__MATERIAL TO PROCESS__.
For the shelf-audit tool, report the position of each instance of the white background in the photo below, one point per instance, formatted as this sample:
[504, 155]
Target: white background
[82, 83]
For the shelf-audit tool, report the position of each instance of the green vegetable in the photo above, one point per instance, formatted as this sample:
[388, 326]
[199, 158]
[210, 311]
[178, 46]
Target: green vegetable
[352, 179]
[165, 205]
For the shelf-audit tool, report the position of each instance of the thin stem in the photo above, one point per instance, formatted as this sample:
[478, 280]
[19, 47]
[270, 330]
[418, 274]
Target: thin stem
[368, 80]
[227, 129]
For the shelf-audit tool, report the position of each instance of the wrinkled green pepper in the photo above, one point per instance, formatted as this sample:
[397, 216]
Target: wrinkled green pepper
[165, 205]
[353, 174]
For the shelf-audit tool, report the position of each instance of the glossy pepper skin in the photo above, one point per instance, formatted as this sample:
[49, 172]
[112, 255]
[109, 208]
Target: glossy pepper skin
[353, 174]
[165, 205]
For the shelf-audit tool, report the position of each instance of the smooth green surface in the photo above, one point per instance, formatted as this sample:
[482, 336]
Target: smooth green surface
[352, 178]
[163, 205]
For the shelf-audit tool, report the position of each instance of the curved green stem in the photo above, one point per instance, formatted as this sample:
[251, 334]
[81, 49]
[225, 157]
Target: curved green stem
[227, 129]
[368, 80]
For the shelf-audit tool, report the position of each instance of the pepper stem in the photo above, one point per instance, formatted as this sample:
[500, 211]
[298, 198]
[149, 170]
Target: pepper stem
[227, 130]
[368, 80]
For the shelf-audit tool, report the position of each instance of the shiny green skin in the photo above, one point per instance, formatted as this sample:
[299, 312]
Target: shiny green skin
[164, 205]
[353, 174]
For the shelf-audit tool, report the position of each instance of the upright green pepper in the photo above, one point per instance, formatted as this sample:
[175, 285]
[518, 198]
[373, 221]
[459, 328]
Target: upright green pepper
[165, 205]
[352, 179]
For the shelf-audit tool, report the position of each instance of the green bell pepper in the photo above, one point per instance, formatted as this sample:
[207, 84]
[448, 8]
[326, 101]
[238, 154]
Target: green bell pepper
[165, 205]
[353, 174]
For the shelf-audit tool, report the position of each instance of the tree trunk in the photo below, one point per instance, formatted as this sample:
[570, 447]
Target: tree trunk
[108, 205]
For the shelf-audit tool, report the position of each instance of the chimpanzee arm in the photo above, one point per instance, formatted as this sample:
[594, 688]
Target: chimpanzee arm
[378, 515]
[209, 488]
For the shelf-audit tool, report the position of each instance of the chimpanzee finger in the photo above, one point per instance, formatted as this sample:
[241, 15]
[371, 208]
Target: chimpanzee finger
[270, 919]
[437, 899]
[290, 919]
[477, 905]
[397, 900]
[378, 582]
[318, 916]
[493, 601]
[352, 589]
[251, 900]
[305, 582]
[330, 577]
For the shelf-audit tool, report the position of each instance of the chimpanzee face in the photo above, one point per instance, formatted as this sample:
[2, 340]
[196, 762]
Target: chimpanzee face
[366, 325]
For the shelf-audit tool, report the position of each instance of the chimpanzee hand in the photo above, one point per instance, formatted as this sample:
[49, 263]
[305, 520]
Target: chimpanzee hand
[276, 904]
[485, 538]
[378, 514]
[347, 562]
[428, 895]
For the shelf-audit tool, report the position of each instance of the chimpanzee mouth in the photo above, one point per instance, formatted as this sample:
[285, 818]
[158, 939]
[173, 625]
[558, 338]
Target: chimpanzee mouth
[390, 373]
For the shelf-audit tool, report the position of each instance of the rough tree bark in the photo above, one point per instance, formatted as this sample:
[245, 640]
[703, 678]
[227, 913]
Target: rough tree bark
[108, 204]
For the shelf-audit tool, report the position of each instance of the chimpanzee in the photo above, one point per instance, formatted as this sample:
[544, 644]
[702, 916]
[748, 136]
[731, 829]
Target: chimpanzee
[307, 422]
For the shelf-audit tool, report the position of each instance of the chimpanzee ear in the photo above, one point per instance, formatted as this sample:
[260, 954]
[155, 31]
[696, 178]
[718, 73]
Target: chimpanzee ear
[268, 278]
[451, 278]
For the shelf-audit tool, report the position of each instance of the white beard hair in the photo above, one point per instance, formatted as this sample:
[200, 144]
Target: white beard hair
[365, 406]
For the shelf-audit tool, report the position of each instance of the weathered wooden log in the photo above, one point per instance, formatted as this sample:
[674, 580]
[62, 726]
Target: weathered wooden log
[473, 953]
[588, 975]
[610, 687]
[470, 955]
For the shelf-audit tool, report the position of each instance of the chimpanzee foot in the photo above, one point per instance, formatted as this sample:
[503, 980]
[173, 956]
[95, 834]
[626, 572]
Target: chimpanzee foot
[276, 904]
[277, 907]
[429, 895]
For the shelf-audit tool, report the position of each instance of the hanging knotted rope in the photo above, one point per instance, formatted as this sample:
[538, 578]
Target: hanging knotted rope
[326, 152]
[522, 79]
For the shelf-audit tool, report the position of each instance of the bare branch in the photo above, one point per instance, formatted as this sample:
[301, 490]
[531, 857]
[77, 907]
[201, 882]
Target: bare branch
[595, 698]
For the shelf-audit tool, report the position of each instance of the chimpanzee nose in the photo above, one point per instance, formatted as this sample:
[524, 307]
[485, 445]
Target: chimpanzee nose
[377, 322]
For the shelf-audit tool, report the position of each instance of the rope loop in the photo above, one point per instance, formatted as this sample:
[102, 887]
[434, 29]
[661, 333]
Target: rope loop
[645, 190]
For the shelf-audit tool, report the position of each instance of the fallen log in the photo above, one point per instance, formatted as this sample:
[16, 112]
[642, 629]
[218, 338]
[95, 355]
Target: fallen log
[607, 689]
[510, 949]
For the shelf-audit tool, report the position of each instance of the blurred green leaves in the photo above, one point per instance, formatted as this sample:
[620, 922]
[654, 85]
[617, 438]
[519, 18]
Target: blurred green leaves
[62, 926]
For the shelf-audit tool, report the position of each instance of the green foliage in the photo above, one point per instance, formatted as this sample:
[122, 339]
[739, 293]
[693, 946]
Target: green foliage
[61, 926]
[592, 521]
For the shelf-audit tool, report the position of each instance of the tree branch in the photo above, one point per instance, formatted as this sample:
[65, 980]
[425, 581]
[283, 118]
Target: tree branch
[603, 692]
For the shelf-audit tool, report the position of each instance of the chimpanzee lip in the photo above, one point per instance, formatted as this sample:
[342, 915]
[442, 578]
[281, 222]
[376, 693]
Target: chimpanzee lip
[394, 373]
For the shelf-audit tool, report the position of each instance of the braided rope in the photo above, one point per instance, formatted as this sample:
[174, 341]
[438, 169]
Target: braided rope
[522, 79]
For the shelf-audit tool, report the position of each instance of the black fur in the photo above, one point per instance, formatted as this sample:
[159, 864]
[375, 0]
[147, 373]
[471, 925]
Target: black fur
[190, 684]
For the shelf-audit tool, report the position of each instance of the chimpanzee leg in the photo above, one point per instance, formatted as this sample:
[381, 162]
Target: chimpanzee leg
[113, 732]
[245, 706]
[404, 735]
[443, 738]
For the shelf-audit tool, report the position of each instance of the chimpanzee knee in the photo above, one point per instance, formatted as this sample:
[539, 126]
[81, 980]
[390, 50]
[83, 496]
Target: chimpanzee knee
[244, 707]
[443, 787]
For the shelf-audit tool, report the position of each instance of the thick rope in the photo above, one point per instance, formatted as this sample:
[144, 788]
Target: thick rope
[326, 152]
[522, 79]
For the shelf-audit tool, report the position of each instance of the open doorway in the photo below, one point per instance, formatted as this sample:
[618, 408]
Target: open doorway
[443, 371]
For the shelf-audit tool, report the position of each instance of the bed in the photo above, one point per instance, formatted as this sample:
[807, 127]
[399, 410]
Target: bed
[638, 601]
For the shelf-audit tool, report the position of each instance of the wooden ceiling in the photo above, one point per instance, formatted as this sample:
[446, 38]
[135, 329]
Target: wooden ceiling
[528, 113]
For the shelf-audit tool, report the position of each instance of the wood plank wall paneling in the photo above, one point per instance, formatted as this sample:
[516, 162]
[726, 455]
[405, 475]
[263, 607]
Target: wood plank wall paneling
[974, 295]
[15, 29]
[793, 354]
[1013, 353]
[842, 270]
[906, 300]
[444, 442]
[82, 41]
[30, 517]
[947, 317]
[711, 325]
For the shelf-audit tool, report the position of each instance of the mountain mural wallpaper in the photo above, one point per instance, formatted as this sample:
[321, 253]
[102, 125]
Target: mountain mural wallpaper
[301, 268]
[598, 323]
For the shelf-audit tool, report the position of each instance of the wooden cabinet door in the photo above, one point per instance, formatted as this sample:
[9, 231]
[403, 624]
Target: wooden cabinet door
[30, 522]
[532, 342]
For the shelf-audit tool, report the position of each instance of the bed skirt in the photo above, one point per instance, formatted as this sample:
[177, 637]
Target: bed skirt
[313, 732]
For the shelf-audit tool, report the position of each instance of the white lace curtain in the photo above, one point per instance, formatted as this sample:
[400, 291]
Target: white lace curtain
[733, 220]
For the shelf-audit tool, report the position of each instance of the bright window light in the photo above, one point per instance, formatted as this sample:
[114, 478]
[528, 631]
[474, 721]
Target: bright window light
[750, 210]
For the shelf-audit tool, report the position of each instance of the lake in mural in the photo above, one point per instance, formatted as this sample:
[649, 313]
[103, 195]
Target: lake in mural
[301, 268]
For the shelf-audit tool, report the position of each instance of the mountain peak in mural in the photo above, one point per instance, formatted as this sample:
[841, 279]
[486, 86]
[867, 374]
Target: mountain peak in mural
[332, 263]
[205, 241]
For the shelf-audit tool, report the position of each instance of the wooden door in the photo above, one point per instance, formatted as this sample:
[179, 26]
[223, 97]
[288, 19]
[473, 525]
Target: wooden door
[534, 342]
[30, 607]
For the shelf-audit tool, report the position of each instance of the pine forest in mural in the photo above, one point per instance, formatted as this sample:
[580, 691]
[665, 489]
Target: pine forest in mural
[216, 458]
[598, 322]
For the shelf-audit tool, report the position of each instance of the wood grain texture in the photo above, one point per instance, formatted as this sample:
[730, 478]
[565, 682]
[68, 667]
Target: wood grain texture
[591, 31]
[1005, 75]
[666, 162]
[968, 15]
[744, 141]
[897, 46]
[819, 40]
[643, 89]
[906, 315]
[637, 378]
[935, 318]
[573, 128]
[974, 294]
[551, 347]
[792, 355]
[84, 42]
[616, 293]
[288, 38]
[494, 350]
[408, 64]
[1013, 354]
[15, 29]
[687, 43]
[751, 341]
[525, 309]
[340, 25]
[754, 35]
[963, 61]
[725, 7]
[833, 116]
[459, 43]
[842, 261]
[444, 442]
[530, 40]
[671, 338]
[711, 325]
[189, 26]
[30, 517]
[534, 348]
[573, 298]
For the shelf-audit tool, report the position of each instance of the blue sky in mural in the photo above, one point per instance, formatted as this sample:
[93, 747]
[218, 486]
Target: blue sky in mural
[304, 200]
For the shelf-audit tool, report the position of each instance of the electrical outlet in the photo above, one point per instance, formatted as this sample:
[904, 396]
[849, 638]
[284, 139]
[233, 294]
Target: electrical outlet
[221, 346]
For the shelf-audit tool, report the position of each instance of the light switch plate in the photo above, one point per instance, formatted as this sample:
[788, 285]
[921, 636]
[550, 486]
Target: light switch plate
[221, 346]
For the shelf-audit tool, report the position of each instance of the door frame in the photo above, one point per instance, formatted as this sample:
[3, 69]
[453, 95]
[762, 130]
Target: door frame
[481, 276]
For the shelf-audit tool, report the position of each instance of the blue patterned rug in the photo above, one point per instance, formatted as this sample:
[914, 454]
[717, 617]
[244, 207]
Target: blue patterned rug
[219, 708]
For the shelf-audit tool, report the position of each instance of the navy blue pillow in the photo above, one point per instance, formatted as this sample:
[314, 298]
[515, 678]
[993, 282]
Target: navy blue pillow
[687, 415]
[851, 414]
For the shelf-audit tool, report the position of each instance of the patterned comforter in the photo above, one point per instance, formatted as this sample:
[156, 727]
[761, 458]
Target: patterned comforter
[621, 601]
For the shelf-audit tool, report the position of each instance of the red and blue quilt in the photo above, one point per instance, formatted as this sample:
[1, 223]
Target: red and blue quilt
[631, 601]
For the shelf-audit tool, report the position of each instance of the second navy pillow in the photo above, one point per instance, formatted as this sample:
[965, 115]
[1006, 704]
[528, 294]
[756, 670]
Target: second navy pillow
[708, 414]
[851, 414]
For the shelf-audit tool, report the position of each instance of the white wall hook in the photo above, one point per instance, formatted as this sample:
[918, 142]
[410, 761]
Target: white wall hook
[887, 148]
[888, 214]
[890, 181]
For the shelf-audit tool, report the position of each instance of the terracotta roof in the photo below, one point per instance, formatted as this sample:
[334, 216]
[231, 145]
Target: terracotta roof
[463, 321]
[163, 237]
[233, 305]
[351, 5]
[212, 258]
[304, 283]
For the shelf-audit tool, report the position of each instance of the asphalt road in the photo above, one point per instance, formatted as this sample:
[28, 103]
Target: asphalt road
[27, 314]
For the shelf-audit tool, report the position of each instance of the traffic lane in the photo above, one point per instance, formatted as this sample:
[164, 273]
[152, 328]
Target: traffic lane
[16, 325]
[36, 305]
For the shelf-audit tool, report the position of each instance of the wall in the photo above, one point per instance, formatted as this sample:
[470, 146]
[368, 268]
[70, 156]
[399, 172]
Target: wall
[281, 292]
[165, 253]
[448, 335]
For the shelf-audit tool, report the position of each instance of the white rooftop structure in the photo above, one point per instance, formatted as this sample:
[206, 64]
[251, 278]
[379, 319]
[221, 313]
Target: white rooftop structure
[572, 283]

__STATED GOAL__. Please quote exactly the lines from the one containing "of the wall" through the last line of the records above, both included, and nothing else.

__OUTPUT OF THE EXERCISE__.
For the shelf-audit tool, report the position of each instance of the wall in the photo above, one point per instance, formatted as this sample:
[470, 146]
[368, 268]
[70, 156]
[399, 172]
Target: wall
[281, 292]
[165, 253]
[448, 335]
For the shelf-audit tool, report the position of each instance of the white rooftop structure in the photo above, one point per instance, formatted as this sample:
[206, 64]
[251, 278]
[379, 319]
[221, 313]
Target: white rooftop structure
[572, 283]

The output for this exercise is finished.